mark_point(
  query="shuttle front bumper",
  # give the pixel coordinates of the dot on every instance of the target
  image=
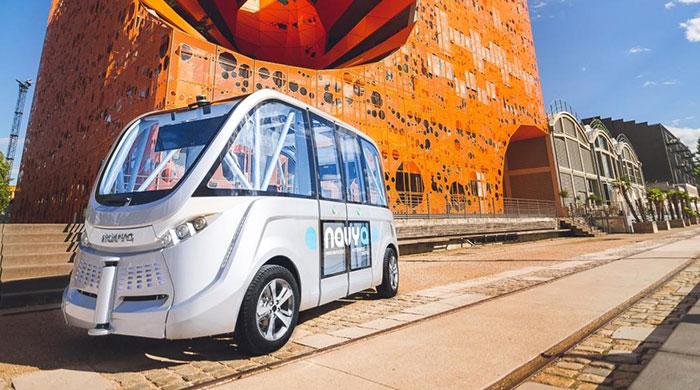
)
(133, 295)
(128, 295)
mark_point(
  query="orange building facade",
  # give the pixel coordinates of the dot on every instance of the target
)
(452, 98)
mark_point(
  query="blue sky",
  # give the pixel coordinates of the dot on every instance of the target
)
(24, 25)
(632, 59)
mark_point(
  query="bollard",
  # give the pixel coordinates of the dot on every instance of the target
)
(105, 297)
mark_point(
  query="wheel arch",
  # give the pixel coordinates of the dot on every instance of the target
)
(287, 263)
(393, 247)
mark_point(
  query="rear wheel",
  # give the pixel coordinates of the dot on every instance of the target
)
(390, 279)
(269, 312)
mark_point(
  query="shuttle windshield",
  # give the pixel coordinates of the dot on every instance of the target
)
(158, 151)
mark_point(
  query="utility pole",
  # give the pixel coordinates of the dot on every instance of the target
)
(17, 122)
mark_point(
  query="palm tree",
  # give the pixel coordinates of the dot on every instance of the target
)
(674, 198)
(624, 185)
(657, 198)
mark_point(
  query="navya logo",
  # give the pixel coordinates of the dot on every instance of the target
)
(116, 238)
(339, 236)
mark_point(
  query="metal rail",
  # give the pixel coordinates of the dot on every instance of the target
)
(416, 207)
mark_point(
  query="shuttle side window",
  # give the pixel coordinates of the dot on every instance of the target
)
(375, 185)
(328, 161)
(352, 164)
(270, 154)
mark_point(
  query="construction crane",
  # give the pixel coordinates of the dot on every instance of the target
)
(17, 122)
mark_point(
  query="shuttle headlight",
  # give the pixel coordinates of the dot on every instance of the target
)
(167, 239)
(199, 223)
(183, 231)
(84, 240)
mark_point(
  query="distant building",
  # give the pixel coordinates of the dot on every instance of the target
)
(590, 159)
(449, 89)
(667, 162)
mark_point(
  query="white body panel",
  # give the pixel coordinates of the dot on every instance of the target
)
(194, 287)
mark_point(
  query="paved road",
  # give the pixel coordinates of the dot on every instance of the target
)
(478, 345)
(40, 342)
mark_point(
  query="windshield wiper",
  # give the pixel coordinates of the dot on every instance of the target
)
(117, 200)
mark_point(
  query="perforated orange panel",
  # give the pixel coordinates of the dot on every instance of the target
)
(443, 108)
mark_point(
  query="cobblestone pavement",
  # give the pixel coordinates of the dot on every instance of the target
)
(156, 364)
(613, 356)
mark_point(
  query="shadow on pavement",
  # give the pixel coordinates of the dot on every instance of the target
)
(42, 340)
(629, 365)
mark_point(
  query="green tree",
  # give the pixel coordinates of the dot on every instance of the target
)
(696, 169)
(624, 185)
(4, 184)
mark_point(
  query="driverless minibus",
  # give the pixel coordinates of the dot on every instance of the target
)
(231, 217)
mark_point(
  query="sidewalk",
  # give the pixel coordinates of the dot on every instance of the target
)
(677, 364)
(476, 346)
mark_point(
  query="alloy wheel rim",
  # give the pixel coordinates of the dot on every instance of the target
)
(394, 272)
(275, 310)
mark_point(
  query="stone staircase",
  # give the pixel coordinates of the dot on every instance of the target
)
(579, 228)
(35, 262)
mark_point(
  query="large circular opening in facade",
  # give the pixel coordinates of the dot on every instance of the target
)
(306, 33)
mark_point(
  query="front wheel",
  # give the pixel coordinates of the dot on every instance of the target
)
(269, 312)
(390, 279)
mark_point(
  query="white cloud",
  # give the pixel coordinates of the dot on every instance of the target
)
(672, 4)
(687, 135)
(638, 50)
(692, 28)
(651, 83)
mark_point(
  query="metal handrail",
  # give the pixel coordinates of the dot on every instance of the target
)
(417, 206)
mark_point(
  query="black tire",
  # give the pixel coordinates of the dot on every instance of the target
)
(248, 332)
(388, 289)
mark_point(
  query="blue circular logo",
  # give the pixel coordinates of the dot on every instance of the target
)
(311, 238)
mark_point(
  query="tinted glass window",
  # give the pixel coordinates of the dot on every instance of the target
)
(158, 150)
(352, 163)
(269, 153)
(328, 165)
(375, 181)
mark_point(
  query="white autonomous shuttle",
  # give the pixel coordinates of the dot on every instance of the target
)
(231, 216)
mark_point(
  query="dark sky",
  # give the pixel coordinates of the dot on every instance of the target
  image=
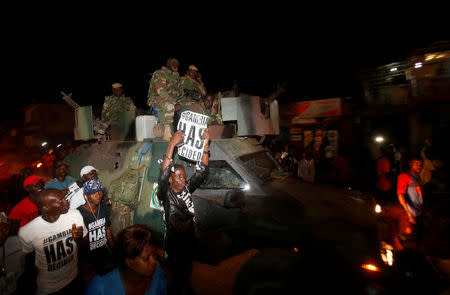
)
(85, 54)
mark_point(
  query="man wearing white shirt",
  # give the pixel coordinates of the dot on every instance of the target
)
(54, 238)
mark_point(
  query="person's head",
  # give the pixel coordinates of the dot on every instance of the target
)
(51, 202)
(415, 164)
(61, 169)
(172, 64)
(177, 178)
(117, 89)
(93, 191)
(34, 184)
(209, 100)
(88, 172)
(135, 250)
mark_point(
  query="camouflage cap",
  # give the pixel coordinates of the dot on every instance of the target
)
(172, 61)
(193, 68)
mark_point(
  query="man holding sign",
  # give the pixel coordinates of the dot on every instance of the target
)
(174, 192)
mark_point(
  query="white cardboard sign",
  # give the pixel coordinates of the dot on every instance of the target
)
(192, 124)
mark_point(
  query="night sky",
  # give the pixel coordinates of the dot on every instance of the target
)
(85, 54)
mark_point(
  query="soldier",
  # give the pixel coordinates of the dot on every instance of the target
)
(193, 86)
(116, 103)
(165, 91)
(208, 109)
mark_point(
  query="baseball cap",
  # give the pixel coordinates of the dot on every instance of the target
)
(86, 170)
(92, 186)
(193, 68)
(32, 179)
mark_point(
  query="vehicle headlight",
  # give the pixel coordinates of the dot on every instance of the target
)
(377, 209)
(387, 253)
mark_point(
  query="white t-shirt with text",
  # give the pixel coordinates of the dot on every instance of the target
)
(56, 250)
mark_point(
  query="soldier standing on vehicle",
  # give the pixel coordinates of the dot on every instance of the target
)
(208, 109)
(116, 103)
(165, 91)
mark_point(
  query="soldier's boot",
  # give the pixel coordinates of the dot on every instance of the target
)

******

> The exercise
Leave out the pictures, and give all the records again exactly.

> Response for this exercise
mark_point(
  query="shuttle front bumper",
  # give the pixel coordinates of the dot on every instance of the target
  image=
)
(133, 295)
(128, 295)
mark_point(
  query="orange building facade",
  # give the pixel coordinates of the dot on every instance of the target
)
(452, 98)
mark_point(
  query="blue sky",
  # give the pixel coordinates of the dot on every instance of the target
)
(24, 25)
(632, 59)
mark_point(
  query="bollard",
  # give the pixel coordinates of the dot on every instance of the target
)
(105, 297)
mark_point(
  query="wheel arch",
  # give the pixel coordinates of the dot on every instance of the target
)
(287, 263)
(393, 247)
mark_point(
  query="rear wheel",
  # give the pixel coordinates of the dot on every instance of the target
)
(390, 279)
(269, 312)
mark_point(
  query="shuttle windshield",
  # give the pixel coordinates of the dot on every instance of the target
)
(158, 151)
mark_point(
  query="utility pole",
  # give the pixel coordinates of the dot on every instance of the target
)
(17, 122)
mark_point(
  query="palm tree",
  # give the pixel coordinates of the dot on every instance of the target
)
(674, 198)
(624, 185)
(657, 198)
mark_point(
  query="navya logo",
  # give the pixel coordinates of the dot on every instance of the target
)
(116, 238)
(339, 236)
mark_point(
  query="metal rail",
  # give the pixel coordinates of the dot on every instance of the target
)
(416, 207)
mark_point(
  query="shuttle side window",
  # give the pixel coordinates of the dot on every instance of the target
)
(375, 185)
(328, 161)
(352, 164)
(270, 154)
mark_point(
  query="construction crane",
  # give the pixel coordinates of the dot on every instance of the target
)
(17, 122)
mark_point(
  query="shuttle headlight",
  # give the pixel coordinates of the dot on every instance of the target
)
(167, 239)
(199, 223)
(183, 231)
(84, 240)
mark_point(
  query="distant building",
  # give the pixel coordinates of the dot on every instance of the target
)
(590, 159)
(449, 89)
(667, 162)
mark_point(
  query="white body panel",
  # give the pixel coordinates of the dot on every instance of the target
)
(194, 287)
mark_point(
  query="paved road",
  # give the pixel coordinates of the dot on every instance of the target
)
(478, 345)
(40, 342)
mark_point(
  query="windshield wiper",
  # give the pixel coordinates of the dot on every instance of the target
)
(117, 200)
mark_point(
  query="perforated orange panel",
  # give the pixel coordinates of the dot on every instance of the target
)
(443, 108)
mark_point(
  query="cobblestone pavement",
  # give the pixel coordinates of the dot on every instance of the target
)
(156, 364)
(613, 356)
mark_point(
  query="shadow on pavement",
  # give the pixel coordinates of the dot on every instance of the target
)
(42, 340)
(629, 365)
mark_point(
  query="green tree",
  # give the pixel coordinates of the dot on every instance of the target
)
(696, 169)
(624, 185)
(4, 184)
mark_point(
  query="driverless minibus",
  # give the pixel coordinates of the dot on every instance of the target
)
(231, 217)
mark_point(
  query="sidewalk",
  # give the pixel coordinates of the dot on every instance of the target
)
(677, 364)
(476, 346)
mark_point(
  query="alloy wheel rim",
  # give the pixel coordinates of the dot on every instance of the target
)
(394, 272)
(275, 310)
mark_point(
  query="stone staircase",
  # give the pixel coordinates of the dot on every instance of the target
)
(579, 228)
(35, 262)
mark_point(
  query="large circular opening in facade",
  # give the pixel coordinates of the dot on every instance of the target
)
(306, 33)
mark_point(
  query="front wheel",
  # give the pixel coordinates of the dot on every instance of the target
)
(269, 312)
(390, 279)
mark_point(
  query="white cloud",
  # give the pixel coordinates of the dot on every instance of the target
)
(672, 4)
(687, 135)
(638, 50)
(692, 28)
(651, 83)
mark_point(
  query="metal handrail",
  # give the pixel coordinates of the dot on every instance of the target
)
(417, 206)
mark_point(
  query="black tire",
  # give the pixel coordinates of the dot on every instance of the target
)
(248, 332)
(388, 289)
mark_point(
  query="blue circular logo",
  # give the pixel coordinates of the dot on every instance of the target
)
(311, 238)
mark_point(
  query="tinted glass window",
  # give the pixel coordinates of the dot on every instance of the target
)
(158, 150)
(352, 163)
(269, 153)
(328, 165)
(375, 181)
mark_point(
  query="white autonomous shuttle",
  # give the pixel coordinates of the dot on every instance of the target
)
(231, 216)
mark_point(
  query="dark sky",
  # give the pixel coordinates of the dot on every instance of the target
  image=
)
(85, 54)
mark_point(
  query="man wearing white shirt",
  # give the pixel coordinates of the dot on every instance of the target
)
(54, 238)
mark_point(
  query="person's head",
  # give the pixel coordinates of the dot on every instance of the target
)
(51, 202)
(415, 164)
(61, 169)
(172, 64)
(177, 178)
(117, 89)
(93, 191)
(34, 184)
(209, 100)
(88, 172)
(135, 250)
mark_point(
  query="camouflage cap",
  # give the pixel coordinates of the dot on every instance of the target
)
(172, 61)
(193, 68)
mark_point(
  query="man holding sign",
  # give the pixel coordinates of the dot on every instance of the target
)
(174, 192)
mark_point(
  query="white cardboard sign",
  # give the pixel coordinates of the dot on every instance of the target
)
(192, 124)
mark_point(
  query="night sky",
  # give the pixel coordinates of the dot on every instance of the target
)
(85, 54)
mark_point(
  query="soldier",
  # give the pixel coordinates of the dot on every instance of the target
)
(193, 86)
(116, 103)
(165, 91)
(208, 109)
mark_point(
  query="baseball cap",
  # give the pixel coordinates of the dot on every instance of the target
)
(86, 170)
(92, 186)
(193, 68)
(32, 179)
mark_point(
  query="vehicle headlight",
  # give the pixel coordinates of the dot on every instance of the target
)
(377, 209)
(387, 253)
mark_point(
  query="white t-shirt with text",
  # give the pixel coordinates of the dot on every instance of the target
)
(56, 250)
mark_point(
  query="soldier standing on vehicle",
  # give the pixel coordinates of the dot on every instance of the target
)
(208, 109)
(116, 103)
(165, 91)
mark_point(
  query="soldier's boot",
  # give the pixel coordinates of the dot on every instance of the target
)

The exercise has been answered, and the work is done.